§ **Exercise objective**
Reproduce the material below word for word, keeping every line unchanged.

§ **Data extract**
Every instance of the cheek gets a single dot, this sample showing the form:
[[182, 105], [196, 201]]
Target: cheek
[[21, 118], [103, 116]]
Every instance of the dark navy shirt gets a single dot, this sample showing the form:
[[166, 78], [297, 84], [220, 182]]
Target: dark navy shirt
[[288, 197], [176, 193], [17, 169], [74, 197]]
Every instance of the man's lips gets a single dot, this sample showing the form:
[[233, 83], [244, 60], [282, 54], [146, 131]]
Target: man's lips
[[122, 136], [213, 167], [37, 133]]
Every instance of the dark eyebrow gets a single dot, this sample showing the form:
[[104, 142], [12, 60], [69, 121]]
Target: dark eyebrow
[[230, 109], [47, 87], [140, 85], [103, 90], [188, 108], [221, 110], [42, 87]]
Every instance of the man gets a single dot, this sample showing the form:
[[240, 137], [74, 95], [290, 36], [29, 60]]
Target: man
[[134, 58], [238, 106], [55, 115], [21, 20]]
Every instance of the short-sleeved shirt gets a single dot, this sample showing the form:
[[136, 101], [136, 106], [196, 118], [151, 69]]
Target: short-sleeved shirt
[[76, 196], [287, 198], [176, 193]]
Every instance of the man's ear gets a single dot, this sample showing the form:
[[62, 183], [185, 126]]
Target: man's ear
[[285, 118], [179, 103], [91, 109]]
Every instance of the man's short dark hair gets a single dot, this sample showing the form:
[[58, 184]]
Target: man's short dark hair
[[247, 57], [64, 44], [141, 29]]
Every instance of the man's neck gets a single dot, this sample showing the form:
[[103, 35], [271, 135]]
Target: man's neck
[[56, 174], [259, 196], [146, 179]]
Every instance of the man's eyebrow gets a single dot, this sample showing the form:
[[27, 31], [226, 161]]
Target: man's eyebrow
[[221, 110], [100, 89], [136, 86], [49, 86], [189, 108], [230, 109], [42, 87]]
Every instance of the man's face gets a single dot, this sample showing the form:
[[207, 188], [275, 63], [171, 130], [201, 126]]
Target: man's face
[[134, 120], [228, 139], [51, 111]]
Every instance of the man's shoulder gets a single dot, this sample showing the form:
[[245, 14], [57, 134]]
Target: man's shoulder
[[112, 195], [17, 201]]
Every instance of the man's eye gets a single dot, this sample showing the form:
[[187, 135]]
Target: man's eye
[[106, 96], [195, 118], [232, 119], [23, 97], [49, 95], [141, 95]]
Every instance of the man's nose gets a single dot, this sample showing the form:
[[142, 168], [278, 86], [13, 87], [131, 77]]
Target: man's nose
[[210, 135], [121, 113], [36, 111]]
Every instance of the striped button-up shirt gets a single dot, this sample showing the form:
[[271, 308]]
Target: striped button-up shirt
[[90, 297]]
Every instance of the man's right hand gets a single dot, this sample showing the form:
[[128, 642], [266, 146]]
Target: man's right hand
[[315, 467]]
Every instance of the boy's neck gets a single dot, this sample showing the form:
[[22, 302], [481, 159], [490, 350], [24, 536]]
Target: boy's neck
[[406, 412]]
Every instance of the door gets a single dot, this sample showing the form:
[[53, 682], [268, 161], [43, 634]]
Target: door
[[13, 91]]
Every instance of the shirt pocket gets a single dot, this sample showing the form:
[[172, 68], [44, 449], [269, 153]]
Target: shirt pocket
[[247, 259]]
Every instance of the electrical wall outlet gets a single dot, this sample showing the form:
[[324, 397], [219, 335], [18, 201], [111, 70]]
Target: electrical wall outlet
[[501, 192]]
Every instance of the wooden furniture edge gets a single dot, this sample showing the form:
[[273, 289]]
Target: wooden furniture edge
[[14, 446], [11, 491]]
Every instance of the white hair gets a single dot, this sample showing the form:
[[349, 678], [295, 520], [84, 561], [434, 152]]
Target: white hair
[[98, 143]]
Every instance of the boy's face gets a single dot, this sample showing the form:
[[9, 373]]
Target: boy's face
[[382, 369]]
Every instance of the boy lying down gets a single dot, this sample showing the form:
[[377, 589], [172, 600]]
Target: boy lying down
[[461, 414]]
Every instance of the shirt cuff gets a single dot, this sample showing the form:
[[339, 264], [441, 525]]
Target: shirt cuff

§ **Exercise result**
Every instance of the cheek gets a single dot, this sample showing the form:
[[182, 105], [196, 201]]
Target: cheek
[[21, 118], [103, 116]]
Every instance of the dark navy shirt gets a single dot, this sample showing the form:
[[166, 78], [297, 84], [220, 182]]
Target: dark navy shirt
[[288, 197], [176, 193], [17, 169], [74, 197]]
Every instance of the man's lips gets a single dot, this sample showing the form:
[[233, 83], [244, 60], [282, 54], [146, 131]]
Target: man's lips
[[122, 136], [213, 167], [37, 133]]
Every instance of the dark eyebrow gets a single dot, this sample showing the form:
[[104, 142], [12, 60], [69, 121]]
Target: dark eyebrow
[[230, 109], [47, 87], [140, 85], [103, 90], [188, 108], [221, 110], [42, 87]]
Every instance of the man gets a single dot, this sample showing the form:
[[240, 137], [74, 95], [290, 36], [29, 60]]
Target: man
[[134, 58], [238, 106], [55, 115], [21, 20]]
Every instance of the short-sleeved shirt gets a single dot, this sample showing the form:
[[136, 101], [136, 106], [196, 118], [151, 69]]
Target: short-sleeved shirt
[[76, 196], [287, 198], [176, 193]]
Every instance of the man's ear gets a single dot, this sample showing the form:
[[62, 183], [185, 126]]
Target: man's ear
[[285, 118], [179, 103], [91, 109]]
Every instance of the man's short dark hair gets a single dot, this sample showing the form:
[[58, 184]]
Target: man's short dark hair
[[247, 57], [64, 44], [141, 29]]
Every instance of the man's neck gets a single dot, this sample showing the form:
[[103, 35], [271, 135]]
Target: man's neck
[[56, 174], [259, 196], [146, 179]]
Every instance of the man's eyebrow gets a single dot, this sample showing the form:
[[27, 31], [226, 161]]
Target: man's eyebrow
[[221, 110], [100, 89], [136, 86], [49, 86], [189, 108], [230, 109], [42, 87]]
Every instance of the man's face gets a single dot, this sample showing the form:
[[207, 188], [275, 63], [171, 130], [201, 126]]
Target: man's face
[[134, 120], [228, 139], [51, 111]]
Every instance of the man's shoulder gets a single dot, this sample showing the form:
[[245, 14], [57, 134]]
Target: man's shoulder
[[112, 195], [17, 201]]
Every instance of the man's eye gets a single dot, this sample showing the form:
[[187, 135]]
Target: man's eye
[[106, 96], [195, 118], [232, 119], [23, 97], [49, 95], [141, 95]]
Every instance of the man's nose gets a single dot, this sample showing the form:
[[142, 168], [278, 86], [13, 87], [131, 77]]
Target: man's nose
[[210, 135], [121, 113], [36, 111]]
Every instance of the striped button-up shirt gets a single dot, this sample showing the form:
[[271, 308]]
Target: striped button-up shirt
[[90, 297]]
Every instance of the man's right hand gets a single dot, this sample showing the form:
[[128, 642], [266, 146]]
Target: man's right hand
[[315, 467]]
Every instance of the boy's neck gets a single dot, this sample showing the form:
[[22, 302], [481, 159], [490, 350], [24, 536]]
Target: boy's neck
[[406, 412]]
Every instance of the door gets a single dot, this sample showing the form:
[[53, 682], [268, 161], [43, 634]]
Target: door
[[13, 91]]
Every instance of the shirt pocket gets a single dot, this sample showing the form:
[[172, 68], [44, 449], [269, 153]]
Target: shirt pocket
[[247, 259]]
Every instance of the electrical wall outlet gets a single dot, this sample showing the form:
[[324, 397], [219, 335], [18, 201], [111, 70]]
Target: electrical wall outlet
[[501, 192]]
Every instance of the wooden furniture edge gets a single dot, this sample showing the form:
[[273, 289]]
Target: wooden furniture edge
[[14, 446], [11, 491]]
Every instance of the white hair gets a single dot, this sample showing the form:
[[349, 678], [295, 520], [84, 561], [434, 152]]
Target: white hair
[[98, 143]]
Every instance of the boy's face gets a single dot, this sample showing the form:
[[9, 373]]
Target: boy's face
[[382, 369]]
Every instance of the boy lying down gets a single dot, this sample showing the form:
[[377, 589], [172, 600]]
Target: boy lying down
[[461, 414]]
Every instance of the shirt cuff gets a single dot, this sample showing the form:
[[339, 264], [441, 525]]
Target: shirt cuff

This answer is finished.